WHAT TO PRODUCE -
In the listing below, locate the lines that hold "jersey" and copy them.

(SOURCE MATERIAL)

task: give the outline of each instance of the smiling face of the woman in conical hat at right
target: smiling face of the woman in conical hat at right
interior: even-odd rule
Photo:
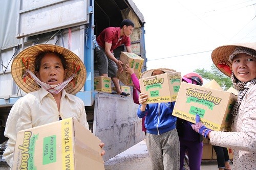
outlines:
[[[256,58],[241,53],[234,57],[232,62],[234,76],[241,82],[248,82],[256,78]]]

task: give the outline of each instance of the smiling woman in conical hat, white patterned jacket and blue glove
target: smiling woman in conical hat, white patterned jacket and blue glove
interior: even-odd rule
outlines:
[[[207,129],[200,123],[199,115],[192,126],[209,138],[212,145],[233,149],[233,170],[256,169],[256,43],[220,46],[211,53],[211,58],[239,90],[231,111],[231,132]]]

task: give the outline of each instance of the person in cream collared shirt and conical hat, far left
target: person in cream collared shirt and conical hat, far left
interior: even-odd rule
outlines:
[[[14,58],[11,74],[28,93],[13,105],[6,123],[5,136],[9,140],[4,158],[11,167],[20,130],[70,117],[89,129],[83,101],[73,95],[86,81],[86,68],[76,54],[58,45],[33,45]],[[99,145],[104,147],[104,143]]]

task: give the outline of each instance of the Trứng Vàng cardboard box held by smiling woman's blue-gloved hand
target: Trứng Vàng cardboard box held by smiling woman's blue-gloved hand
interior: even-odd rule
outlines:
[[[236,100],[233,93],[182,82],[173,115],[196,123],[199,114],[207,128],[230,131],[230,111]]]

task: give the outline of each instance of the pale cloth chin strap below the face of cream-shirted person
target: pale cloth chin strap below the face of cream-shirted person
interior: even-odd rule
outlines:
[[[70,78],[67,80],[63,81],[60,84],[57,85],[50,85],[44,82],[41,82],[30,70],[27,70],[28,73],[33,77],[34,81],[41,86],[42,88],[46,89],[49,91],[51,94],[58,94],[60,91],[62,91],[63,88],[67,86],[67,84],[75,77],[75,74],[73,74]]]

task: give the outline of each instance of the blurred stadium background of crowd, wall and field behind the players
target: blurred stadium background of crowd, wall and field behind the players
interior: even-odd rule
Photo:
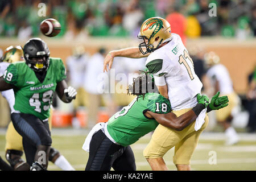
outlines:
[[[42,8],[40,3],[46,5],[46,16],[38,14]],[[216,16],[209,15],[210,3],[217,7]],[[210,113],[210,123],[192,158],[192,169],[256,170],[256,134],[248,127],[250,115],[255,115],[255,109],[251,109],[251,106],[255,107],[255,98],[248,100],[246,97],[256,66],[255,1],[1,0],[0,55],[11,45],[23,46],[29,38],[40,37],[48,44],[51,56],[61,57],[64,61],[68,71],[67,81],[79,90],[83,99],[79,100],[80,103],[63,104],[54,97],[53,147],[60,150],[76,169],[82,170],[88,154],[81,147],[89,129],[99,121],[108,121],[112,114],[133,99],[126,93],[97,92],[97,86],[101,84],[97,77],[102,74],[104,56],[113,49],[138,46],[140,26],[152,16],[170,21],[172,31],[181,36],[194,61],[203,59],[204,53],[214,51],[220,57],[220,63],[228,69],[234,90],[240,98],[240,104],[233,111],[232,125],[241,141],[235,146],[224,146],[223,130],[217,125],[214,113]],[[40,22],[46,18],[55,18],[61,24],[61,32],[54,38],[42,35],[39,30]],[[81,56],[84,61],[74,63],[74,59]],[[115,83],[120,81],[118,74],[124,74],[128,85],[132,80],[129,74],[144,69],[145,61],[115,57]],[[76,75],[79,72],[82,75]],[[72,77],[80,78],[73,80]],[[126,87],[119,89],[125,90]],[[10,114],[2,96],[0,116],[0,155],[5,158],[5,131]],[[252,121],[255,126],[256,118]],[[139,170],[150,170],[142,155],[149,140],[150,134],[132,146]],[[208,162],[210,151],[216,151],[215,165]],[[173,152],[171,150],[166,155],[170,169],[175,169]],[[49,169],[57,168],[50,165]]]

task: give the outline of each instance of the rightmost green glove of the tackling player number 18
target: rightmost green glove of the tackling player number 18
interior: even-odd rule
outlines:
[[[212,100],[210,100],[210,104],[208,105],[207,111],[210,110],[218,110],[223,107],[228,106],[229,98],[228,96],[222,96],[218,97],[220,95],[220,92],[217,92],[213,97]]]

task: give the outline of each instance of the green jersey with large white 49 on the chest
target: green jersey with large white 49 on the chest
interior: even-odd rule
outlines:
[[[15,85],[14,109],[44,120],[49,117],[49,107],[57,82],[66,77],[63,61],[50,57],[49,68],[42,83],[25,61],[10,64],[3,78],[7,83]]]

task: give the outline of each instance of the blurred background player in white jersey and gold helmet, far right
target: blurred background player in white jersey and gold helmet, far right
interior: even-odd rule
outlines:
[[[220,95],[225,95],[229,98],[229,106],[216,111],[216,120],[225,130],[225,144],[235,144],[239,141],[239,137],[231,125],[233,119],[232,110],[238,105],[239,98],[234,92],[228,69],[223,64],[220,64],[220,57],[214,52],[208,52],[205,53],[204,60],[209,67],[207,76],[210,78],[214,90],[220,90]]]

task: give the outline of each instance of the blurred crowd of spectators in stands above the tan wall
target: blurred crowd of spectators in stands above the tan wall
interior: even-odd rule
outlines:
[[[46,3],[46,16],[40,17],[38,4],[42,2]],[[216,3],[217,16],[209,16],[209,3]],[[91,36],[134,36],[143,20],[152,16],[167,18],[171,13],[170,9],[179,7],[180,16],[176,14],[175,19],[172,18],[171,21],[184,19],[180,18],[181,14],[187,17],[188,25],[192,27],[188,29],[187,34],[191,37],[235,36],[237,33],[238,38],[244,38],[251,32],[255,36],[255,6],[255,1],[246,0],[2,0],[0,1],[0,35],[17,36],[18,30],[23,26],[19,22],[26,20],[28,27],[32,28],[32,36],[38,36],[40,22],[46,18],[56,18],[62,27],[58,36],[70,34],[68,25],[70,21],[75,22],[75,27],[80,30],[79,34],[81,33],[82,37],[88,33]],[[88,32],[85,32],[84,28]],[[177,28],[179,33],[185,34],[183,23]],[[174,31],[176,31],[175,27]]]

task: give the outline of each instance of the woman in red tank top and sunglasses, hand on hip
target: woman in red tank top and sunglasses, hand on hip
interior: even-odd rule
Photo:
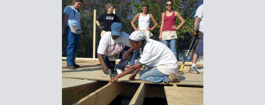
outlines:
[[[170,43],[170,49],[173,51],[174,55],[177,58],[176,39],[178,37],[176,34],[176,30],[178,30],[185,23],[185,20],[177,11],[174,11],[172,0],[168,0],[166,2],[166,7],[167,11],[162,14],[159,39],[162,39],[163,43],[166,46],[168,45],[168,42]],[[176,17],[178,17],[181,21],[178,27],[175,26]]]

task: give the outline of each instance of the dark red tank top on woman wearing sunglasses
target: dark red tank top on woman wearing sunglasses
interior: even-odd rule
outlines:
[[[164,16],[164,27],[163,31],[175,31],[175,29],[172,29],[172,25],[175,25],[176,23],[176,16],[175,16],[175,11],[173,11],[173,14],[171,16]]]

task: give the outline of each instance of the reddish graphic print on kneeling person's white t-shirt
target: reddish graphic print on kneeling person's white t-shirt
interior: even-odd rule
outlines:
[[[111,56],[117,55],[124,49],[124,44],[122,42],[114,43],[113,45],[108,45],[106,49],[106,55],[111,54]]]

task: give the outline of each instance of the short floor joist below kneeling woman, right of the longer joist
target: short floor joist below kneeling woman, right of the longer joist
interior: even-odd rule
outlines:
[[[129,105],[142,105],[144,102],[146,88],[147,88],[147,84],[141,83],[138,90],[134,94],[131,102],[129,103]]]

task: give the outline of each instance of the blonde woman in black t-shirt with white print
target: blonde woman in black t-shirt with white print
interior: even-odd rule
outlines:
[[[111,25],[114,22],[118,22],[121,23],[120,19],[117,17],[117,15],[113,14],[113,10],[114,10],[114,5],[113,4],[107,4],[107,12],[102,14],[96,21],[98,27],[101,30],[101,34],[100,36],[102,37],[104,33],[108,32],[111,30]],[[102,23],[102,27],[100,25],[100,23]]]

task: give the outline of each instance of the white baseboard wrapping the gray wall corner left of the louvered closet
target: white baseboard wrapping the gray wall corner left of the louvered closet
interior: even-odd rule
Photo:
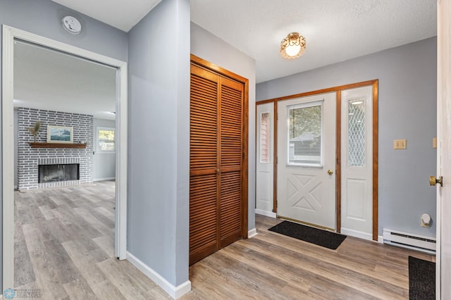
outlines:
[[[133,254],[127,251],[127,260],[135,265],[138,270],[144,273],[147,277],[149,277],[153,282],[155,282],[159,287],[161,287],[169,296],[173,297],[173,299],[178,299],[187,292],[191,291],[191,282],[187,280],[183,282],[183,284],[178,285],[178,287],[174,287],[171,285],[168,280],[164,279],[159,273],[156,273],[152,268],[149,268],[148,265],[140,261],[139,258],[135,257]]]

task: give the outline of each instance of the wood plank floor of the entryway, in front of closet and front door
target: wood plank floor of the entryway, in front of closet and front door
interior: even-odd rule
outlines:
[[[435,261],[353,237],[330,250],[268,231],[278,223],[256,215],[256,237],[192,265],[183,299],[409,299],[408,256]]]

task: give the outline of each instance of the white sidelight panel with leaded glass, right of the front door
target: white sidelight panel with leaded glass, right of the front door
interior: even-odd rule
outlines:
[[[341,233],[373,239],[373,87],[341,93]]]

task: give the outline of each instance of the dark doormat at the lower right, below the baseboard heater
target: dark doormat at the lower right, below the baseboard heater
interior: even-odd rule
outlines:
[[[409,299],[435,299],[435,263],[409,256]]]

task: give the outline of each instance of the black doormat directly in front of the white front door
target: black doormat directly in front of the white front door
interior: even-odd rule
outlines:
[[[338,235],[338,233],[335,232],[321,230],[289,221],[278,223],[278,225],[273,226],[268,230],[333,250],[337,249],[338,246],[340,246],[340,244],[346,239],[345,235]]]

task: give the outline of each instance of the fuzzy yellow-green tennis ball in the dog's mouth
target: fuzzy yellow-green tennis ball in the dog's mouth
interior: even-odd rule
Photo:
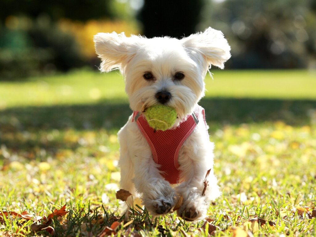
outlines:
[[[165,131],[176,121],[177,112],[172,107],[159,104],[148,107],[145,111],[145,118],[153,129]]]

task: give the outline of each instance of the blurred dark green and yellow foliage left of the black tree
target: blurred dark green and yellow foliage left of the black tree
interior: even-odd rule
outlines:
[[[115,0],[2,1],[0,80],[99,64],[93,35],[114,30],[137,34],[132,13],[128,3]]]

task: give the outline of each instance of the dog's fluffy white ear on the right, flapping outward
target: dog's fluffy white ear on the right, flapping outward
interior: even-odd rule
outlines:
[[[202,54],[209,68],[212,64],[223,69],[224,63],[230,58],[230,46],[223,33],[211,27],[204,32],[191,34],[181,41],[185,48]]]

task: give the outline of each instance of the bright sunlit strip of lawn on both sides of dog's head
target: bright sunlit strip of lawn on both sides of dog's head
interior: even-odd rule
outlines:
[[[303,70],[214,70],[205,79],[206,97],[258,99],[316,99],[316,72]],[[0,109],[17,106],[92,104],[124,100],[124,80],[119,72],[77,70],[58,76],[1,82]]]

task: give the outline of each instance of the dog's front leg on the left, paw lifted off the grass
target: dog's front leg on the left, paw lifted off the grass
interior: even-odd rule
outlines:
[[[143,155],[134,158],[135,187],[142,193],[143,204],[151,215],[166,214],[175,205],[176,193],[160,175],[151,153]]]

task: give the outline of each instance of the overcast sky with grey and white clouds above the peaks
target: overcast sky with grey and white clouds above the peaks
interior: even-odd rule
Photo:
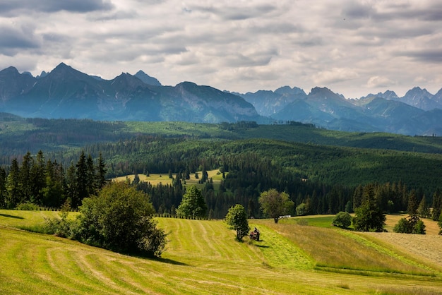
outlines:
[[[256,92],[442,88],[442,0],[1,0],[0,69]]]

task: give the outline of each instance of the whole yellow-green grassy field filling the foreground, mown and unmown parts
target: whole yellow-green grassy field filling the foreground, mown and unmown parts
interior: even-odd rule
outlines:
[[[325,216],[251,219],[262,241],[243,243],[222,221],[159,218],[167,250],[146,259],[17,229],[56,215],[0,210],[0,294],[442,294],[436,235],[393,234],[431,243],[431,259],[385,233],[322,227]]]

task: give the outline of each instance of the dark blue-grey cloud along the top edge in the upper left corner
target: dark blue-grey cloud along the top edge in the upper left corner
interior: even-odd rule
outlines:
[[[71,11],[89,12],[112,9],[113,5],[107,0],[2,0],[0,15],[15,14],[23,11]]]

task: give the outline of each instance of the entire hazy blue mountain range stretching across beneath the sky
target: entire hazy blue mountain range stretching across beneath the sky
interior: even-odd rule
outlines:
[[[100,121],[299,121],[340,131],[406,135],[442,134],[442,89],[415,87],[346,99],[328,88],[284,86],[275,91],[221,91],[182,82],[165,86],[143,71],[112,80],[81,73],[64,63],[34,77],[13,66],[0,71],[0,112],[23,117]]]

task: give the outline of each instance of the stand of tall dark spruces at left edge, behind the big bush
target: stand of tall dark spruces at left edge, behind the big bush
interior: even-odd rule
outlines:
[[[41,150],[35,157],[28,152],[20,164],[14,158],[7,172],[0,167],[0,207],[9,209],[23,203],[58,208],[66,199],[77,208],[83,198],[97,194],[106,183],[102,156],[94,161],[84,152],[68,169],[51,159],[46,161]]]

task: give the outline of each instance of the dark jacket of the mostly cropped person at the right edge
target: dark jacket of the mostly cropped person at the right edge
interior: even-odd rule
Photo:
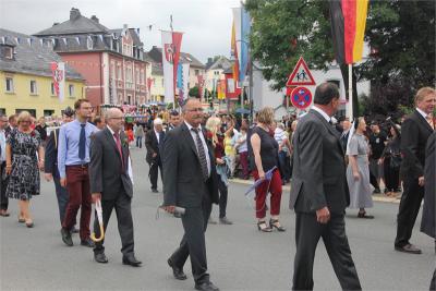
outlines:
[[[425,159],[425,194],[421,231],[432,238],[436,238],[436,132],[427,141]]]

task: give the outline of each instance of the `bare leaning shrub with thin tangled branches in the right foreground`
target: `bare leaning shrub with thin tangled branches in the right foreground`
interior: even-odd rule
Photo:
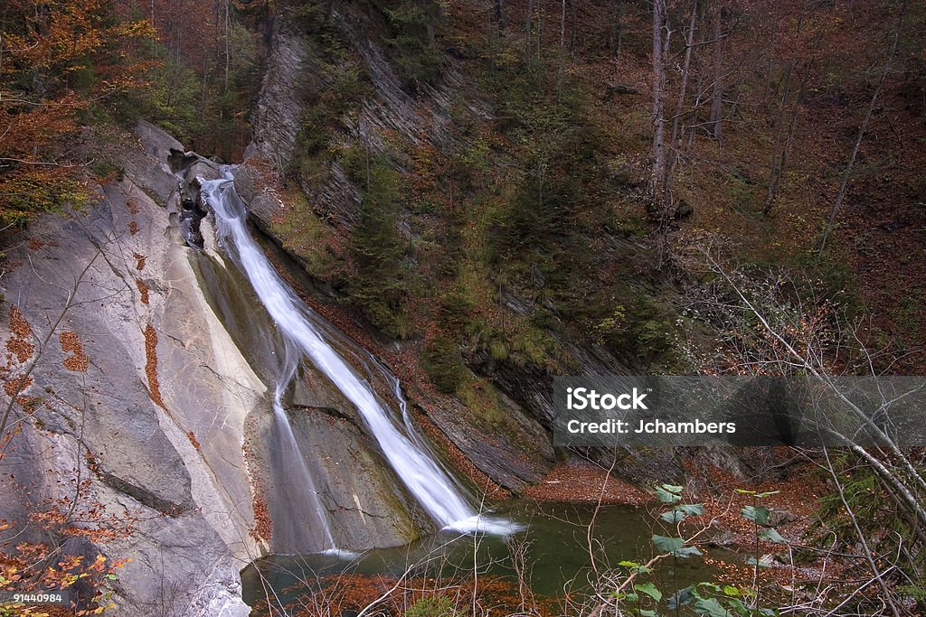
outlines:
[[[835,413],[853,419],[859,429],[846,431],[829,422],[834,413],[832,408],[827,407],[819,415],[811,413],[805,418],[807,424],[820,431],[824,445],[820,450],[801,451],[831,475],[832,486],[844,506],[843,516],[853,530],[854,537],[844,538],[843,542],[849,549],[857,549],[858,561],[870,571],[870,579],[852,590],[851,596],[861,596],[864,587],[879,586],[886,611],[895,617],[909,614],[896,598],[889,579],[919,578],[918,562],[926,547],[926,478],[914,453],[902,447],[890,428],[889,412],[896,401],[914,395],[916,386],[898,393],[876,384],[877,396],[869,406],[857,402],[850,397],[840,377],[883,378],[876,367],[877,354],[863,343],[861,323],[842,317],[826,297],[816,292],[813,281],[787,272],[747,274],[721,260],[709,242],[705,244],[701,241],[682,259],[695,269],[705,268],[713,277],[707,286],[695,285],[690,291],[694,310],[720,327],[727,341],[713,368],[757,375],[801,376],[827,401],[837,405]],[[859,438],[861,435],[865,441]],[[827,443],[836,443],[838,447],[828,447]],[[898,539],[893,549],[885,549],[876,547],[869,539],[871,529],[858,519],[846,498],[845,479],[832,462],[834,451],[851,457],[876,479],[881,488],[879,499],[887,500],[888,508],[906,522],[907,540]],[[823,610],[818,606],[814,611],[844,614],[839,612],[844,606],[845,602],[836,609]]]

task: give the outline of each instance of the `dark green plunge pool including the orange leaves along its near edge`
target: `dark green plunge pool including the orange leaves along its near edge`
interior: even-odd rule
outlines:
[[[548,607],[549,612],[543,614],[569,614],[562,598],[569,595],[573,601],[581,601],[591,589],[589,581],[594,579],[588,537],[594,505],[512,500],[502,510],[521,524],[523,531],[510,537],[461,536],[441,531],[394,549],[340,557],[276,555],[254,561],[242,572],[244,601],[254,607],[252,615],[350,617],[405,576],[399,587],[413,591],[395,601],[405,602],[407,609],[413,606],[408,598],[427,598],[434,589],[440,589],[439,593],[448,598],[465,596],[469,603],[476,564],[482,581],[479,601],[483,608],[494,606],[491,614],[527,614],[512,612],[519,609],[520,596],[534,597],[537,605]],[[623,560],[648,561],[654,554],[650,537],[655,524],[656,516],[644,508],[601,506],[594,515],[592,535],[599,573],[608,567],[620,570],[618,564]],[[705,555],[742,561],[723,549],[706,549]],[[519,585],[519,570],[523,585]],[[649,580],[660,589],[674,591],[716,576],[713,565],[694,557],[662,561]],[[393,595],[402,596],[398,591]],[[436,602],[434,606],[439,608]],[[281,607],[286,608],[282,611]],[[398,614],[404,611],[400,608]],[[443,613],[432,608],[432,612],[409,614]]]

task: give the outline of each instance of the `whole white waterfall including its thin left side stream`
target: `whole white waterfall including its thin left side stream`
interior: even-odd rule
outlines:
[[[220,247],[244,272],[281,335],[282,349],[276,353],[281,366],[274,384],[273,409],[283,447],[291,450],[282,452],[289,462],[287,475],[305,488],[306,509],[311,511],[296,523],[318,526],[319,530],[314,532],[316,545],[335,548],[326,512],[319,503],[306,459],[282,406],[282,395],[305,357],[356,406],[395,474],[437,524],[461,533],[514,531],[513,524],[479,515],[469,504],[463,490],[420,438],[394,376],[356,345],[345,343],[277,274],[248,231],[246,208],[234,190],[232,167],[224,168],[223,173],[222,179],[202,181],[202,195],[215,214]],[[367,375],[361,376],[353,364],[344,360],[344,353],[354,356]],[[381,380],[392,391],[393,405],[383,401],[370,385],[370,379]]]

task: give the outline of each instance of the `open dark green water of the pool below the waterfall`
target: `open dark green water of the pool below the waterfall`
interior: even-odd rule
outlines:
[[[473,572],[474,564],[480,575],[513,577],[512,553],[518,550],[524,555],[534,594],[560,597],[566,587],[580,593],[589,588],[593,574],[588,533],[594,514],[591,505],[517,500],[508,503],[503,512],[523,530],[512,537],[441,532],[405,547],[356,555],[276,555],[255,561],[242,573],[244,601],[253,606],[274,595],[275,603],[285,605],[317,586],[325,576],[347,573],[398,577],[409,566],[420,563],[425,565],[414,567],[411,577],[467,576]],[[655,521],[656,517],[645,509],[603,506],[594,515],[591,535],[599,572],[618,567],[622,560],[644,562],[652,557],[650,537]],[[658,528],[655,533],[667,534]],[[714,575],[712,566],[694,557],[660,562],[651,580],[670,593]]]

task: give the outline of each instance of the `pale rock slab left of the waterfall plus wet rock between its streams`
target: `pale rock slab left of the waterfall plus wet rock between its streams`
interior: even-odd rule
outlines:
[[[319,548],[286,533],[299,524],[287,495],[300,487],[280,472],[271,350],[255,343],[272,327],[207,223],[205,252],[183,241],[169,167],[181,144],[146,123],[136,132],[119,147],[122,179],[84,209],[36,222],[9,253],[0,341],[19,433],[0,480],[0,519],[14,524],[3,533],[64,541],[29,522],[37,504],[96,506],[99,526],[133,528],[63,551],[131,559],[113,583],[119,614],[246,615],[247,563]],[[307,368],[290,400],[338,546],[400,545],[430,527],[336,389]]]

(End SOURCE MATERIAL)

OUTPUT OF THE TASK -
task: give the outline of each instance of the green jersey with large white 49 on the chest
target: green jersey with large white 49 on the chest
task: give the outline of each instance of the blurred background player in white jersey and gold helmet, far right
target: blurred background player in white jersey and gold helmet, far right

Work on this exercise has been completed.